Poliutics is "Bakwaas" , IMO.. 



ico said:


> Don't think it's tearing apart.
> 
> Does anyone really want an 87 year old PM?
> 
> Modi was the obvious choice. Time for old generation to drink chai.



he's 85 ..


----------



## Flash (Jun 10, 2013)

All Indians are concerned about politics either directly or indirectly. 
He/she will curse our politics/politicians/govt. atleast once in a day!! 

Since Adwani is the founder member of BJP, he should've some *loyal members to praise whatever he do & follow whatever he do.
But think it this way - Whatif Advani starts his own congress as YSR congress? Won't it be a big blow to the already-blown BJP!!
Actually Bigshots play a big role in our politics..


----------



## funskar (Jun 10, 2013)

Once again advani is in greed for pm .. he is just thinking about himself rather than the party or BJP ..
Advani is behaving same like kesubhai patel in gujrat 2001..

Lal ho toh Lal bahadur shastri Jaisa warna Lal toh Advani v Hai


----------



## Desmond (Jun 10, 2013)

I would love to have an Atheistic Party of India right about now. My votes will totally go to them.


----------



## CommanderShawnzer (Jun 10, 2013)

DeSmOnD dAvId said:


> I would love to have an Atheistic Party of India right about now. My votes will totally go to them.



Nothing like that will happen 
30 years from now thats a possibility


----------



## KDroid (Jun 10, 2013)

Big Joke Party. 

Expect that he will come back with certain conditions. 



Gearbox said:


> But think it this way - Whatif Advani starts his own congress as YSR congress? Won't it be a big blow to the already-blown BJP!!



Won't even be able to win 2 LS seats on his own. Cadre and Voter support is with Modi.


----------



## rst (Jun 10, 2013)

Modi is far better option than 85 old Advani

BJP will be benefited  more with Modi

Modi is best leader in today's Indian Politics


----------



## CommanderShawnzer (Jun 10, 2013)

• • • • •

> Required tasks:
a. In the forum thread about Advani, which party does Desmond say would get all his votes?
b. Which usernames appear in the dated post headers of the forum thread about Advani? List each one once.
c. Pick up the forum thread about Advani right after its final post header and write the post that follows it.

• • • • •

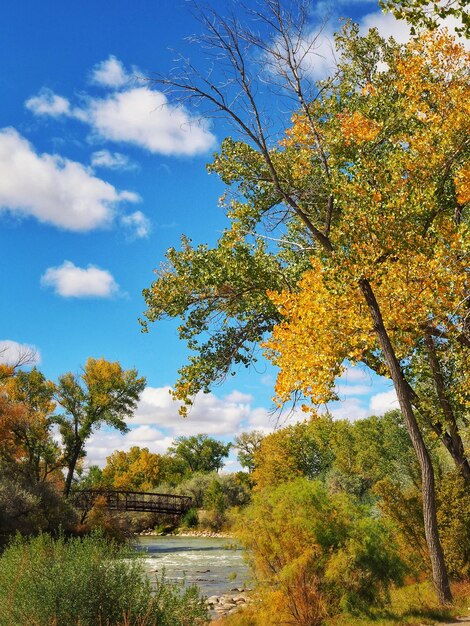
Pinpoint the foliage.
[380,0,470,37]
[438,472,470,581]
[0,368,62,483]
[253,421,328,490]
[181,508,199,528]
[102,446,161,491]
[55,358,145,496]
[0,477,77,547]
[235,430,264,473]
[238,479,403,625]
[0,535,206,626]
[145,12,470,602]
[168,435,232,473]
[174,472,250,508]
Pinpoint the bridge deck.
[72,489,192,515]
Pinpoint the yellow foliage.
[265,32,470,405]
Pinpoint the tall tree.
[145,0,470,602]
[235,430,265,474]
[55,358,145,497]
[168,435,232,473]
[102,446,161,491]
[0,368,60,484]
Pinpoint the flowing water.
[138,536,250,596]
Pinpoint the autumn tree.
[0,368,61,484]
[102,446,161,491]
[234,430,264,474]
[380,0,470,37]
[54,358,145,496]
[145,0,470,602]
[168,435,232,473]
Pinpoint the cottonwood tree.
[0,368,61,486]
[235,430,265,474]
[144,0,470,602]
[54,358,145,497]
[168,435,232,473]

• • • • •

> Numbered answers:
a. An Atheistic Party of India.

b. Flash, funskar, Desmond, CommanderShawnzer, KDroid, rst

c.
rst said:


> Modi is far better option than 85 old Advani
> 
> BJP will be benefited  more with Modi
> 
> Modi is best leader in today's Indian Hindu Politics



*Note.Even "Athiests" come under Hindus.


----------



## ico (Jun 10, 2013)

mastercool8695 said:


> he's 85 ..


yeah, that's what he is now. But he'll be 87 next year. Couple of months after elections.


----------



## kg11sgbg (Jun 10, 2013)

Paying my Respects to both Mr. Advani and Mr.Modi, I as a common citizen,humbly suggest our OLD Grandfather to retire and "*correspondingly*" our Lesser OLD Uncle to reign in.
That will benefit India.


----------



## ShankJ (Jun 10, 2013)

It is largely going to benefit BJP.. the youth wants to have a PM with experience and the mindset to bring about a change for the better and Mr.Modi is perfect for this job.. My vote definitely goes to BJP this time..


----------



## funskar (Jun 11, 2013)

The best thing about modi I like..

He said - Khangress mukt Bharat banayenge aur ish desh ko khangress se mukt karna asli aazaadi hogi

There are many funny things which sg said when ig died & then rg said few months back ..
 I coudn't control my laughter re n multiple time i watch that rg speech I keep felling down from chair


----------



## Hrishi (Jun 11, 2013)

What can we expect from a person who is concerned about his own benefit , and is ready to take such major steps because it wasn't in his favor. 
I don't know whether Mr. Narendra Modi will improve the the situation or not. But I am sure he'll ensure that it doesn't becomes any worse.

Modi is certainlly going to gather more votes compared to him.


----------



## vyral_143 (Jun 11, 2013)

Moves from LK Advani are childish IMO. First not attending Goa Conclave and now resigning from BJP. He seems to have forgotten what had happened in last election. Instead he could have earned some respect by retiring himself and being just an ad-visor to the paty, as he is veteran and founder of party. OTOH Modi magic is really spreading in nation. One could easily use it in building BJP.


----------



## funskar (Jun 11, 2013)

Due to advani only bjp lossed 2004 election


----------



## Flash (Jun 11, 2013)

funskar said:


> The best thing about modi I like..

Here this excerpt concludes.